#### Description of the task:
Arrange every line of the listing below as a Markdown table with two columns, Row and Listing line, numbering the rows in order and leaving out blank lines.

--- start Material shown ---

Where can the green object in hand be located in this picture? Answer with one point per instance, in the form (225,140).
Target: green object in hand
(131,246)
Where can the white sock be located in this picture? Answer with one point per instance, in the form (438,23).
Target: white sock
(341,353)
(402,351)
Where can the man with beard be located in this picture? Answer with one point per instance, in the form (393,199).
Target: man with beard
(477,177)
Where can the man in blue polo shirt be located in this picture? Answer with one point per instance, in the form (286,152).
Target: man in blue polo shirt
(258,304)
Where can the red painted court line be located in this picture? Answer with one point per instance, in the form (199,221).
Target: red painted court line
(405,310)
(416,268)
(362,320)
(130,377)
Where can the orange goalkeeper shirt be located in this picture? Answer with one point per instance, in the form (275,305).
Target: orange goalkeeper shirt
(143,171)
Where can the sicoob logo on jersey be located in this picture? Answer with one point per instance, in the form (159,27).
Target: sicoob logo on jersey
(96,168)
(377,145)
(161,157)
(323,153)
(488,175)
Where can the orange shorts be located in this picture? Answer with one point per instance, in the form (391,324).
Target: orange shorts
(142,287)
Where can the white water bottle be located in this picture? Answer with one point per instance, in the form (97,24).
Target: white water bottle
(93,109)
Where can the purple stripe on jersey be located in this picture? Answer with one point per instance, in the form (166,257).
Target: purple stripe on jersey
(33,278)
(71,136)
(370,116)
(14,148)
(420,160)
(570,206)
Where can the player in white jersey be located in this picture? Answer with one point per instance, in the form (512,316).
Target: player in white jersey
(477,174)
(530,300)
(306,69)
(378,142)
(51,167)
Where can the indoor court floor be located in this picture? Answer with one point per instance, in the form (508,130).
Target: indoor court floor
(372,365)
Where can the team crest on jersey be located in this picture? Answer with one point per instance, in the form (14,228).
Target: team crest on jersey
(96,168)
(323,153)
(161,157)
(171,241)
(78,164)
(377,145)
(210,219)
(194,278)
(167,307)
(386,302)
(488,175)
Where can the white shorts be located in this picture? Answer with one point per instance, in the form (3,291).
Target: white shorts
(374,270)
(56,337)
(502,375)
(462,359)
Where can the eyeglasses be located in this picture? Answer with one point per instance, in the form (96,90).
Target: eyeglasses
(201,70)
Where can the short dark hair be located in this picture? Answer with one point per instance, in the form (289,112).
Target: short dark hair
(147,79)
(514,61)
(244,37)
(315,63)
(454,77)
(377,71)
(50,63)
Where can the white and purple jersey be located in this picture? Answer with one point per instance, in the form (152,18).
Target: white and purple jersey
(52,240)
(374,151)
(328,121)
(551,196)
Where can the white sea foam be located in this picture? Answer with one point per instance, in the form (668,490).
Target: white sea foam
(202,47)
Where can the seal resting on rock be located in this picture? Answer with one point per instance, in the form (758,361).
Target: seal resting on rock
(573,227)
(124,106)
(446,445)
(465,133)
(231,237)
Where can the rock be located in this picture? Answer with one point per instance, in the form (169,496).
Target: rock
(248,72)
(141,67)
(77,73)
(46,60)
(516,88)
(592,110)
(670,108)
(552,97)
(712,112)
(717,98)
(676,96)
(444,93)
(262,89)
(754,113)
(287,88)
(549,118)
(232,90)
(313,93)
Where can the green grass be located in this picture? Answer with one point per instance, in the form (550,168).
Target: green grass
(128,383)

--- end Material shown ---

#### Solution below:
| Row | Listing line |
|---|---|
| 1 | Where can the green object in hand be located in this picture? Answer with one point per instance, in the form (225,140). |
| 2 | Target: green object in hand |
| 3 | (131,246) |
| 4 | Where can the white sock be located in this picture? Answer with one point per instance, in the form (438,23). |
| 5 | Target: white sock |
| 6 | (341,353) |
| 7 | (402,351) |
| 8 | Where can the man with beard be located in this picture? Answer with one point per instance, in the form (393,199). |
| 9 | Target: man with beard |
| 10 | (477,177) |
| 11 | Where can the man in blue polo shirt be located in this picture? Answer with one point per instance, in the form (286,152). |
| 12 | Target: man in blue polo shirt |
| 13 | (258,304) |
| 14 | Where can the red painted court line be located in this picture? Answer with one point per instance, in the form (199,221). |
| 15 | Target: red painted court line |
| 16 | (405,310) |
| 17 | (416,268) |
| 18 | (362,320) |
| 19 | (130,377) |
| 20 | Where can the orange goalkeeper shirt be located in this picture? Answer with one point per instance, in the form (275,305). |
| 21 | Target: orange goalkeeper shirt |
| 22 | (143,171) |
| 23 | Where can the sicoob logo on jersey be located in this picture? Answer with one point per instance, in the form (159,27). |
| 24 | Target: sicoob logo on jersey |
| 25 | (96,168) |
| 26 | (377,145) |
| 27 | (161,157) |
| 28 | (323,153) |
| 29 | (488,175) |
| 30 | Where can the orange shorts be located in this picture? Answer with one point per instance, in the form (391,324). |
| 31 | Target: orange shorts |
| 32 | (142,287) |
| 33 | Where can the white water bottle be located in this picture? Answer with one point per instance, in the form (97,24). |
| 34 | Target: white water bottle |
| 35 | (93,109) |
| 36 | Where can the purple stripe on jersey be located in this picture? Answer with one point per instance, in the form (166,257). |
| 37 | Target: purple stripe on jersey |
| 38 | (33,278) |
| 39 | (71,136) |
| 40 | (370,116) |
| 41 | (14,148) |
| 42 | (420,160) |
| 43 | (570,206) |
| 44 | Where can the player in white jersey be located in this picture? Answer with one point per instance, in the form (512,316). |
| 45 | Target: player in white jersey |
| 46 | (477,174) |
| 47 | (530,300) |
| 48 | (306,69) |
| 49 | (378,142) |
| 50 | (51,167) |
| 51 | Where can the indoor court floor be located in this picture? Answer with one point per instance, in the form (508,130). |
| 52 | Target: indoor court floor |
| 53 | (372,365) |
| 54 | Where can the team crest on jersey be located in this picture? Answer with one point per instance, in the form (14,228). |
| 55 | Target: team crest on jersey |
| 56 | (96,168) |
| 57 | (323,153) |
| 58 | (161,157) |
| 59 | (171,241) |
| 60 | (78,164) |
| 61 | (377,145) |
| 62 | (210,219) |
| 63 | (194,278) |
| 64 | (167,307) |
| 65 | (386,302) |
| 66 | (488,175) |
| 67 | Where can the white shorts be located in this picture? Answer with one point per instance, in the form (3,291). |
| 68 | Target: white shorts |
| 69 | (374,270) |
| 70 | (56,337) |
| 71 | (502,375) |
| 72 | (462,359) |
| 73 | Where can the eyeglasses be located in this picture? Answer with one point per instance, in the form (96,90). |
| 74 | Target: eyeglasses |
| 75 | (201,70) |
| 76 | Where can the short dark hair be located in this picture? Answer with one point per instance, in the form (289,112). |
| 77 | Target: short dark hair |
| 78 | (147,79) |
| 79 | (514,61) |
| 80 | (244,37) |
| 81 | (315,63) |
| 82 | (454,77) |
| 83 | (377,71) |
| 84 | (50,63) |
| 85 | Where can the white and purple jersey be located in this picture? Answer with one point per instance, in the form (152,18). |
| 86 | Target: white and purple jersey |
| 87 | (52,240) |
| 88 | (374,151) |
| 89 | (328,121) |
| 90 | (551,196) |
| 91 | Where can the white sea foam be located in this picture? Answer with one point per instance, in the form (668,490). |
| 92 | Target: white sea foam |
| 93 | (202,47) |
| 94 | Where can the seal resting on rock be located in this picture? Answer with one point per instance, in the form (758,361). |
| 95 | Target: seal resting on rock |
| 96 | (573,227) |
| 97 | (124,106) |
| 98 | (446,445) |
| 99 | (465,133) |
| 100 | (231,237) |
| 101 | Where can the rock be located in this picture? Answer with one point per instance, in the form (169,496). |
| 102 | Target: rock |
| 103 | (248,72) |
| 104 | (141,67) |
| 105 | (77,73) |
| 106 | (46,60) |
| 107 | (516,88) |
| 108 | (592,110) |
| 109 | (670,108) |
| 110 | (552,97) |
| 111 | (712,112) |
| 112 | (717,98) |
| 113 | (676,96) |
| 114 | (444,93) |
| 115 | (262,89) |
| 116 | (754,113) |
| 117 | (287,88) |
| 118 | (549,118) |
| 119 | (232,90) |
| 120 | (313,93) |
| 121 | Where can the green grass be located in this picture? Answer with one point per instance, in the form (550,168). |
| 122 | Target: green grass |
| 123 | (128,383) |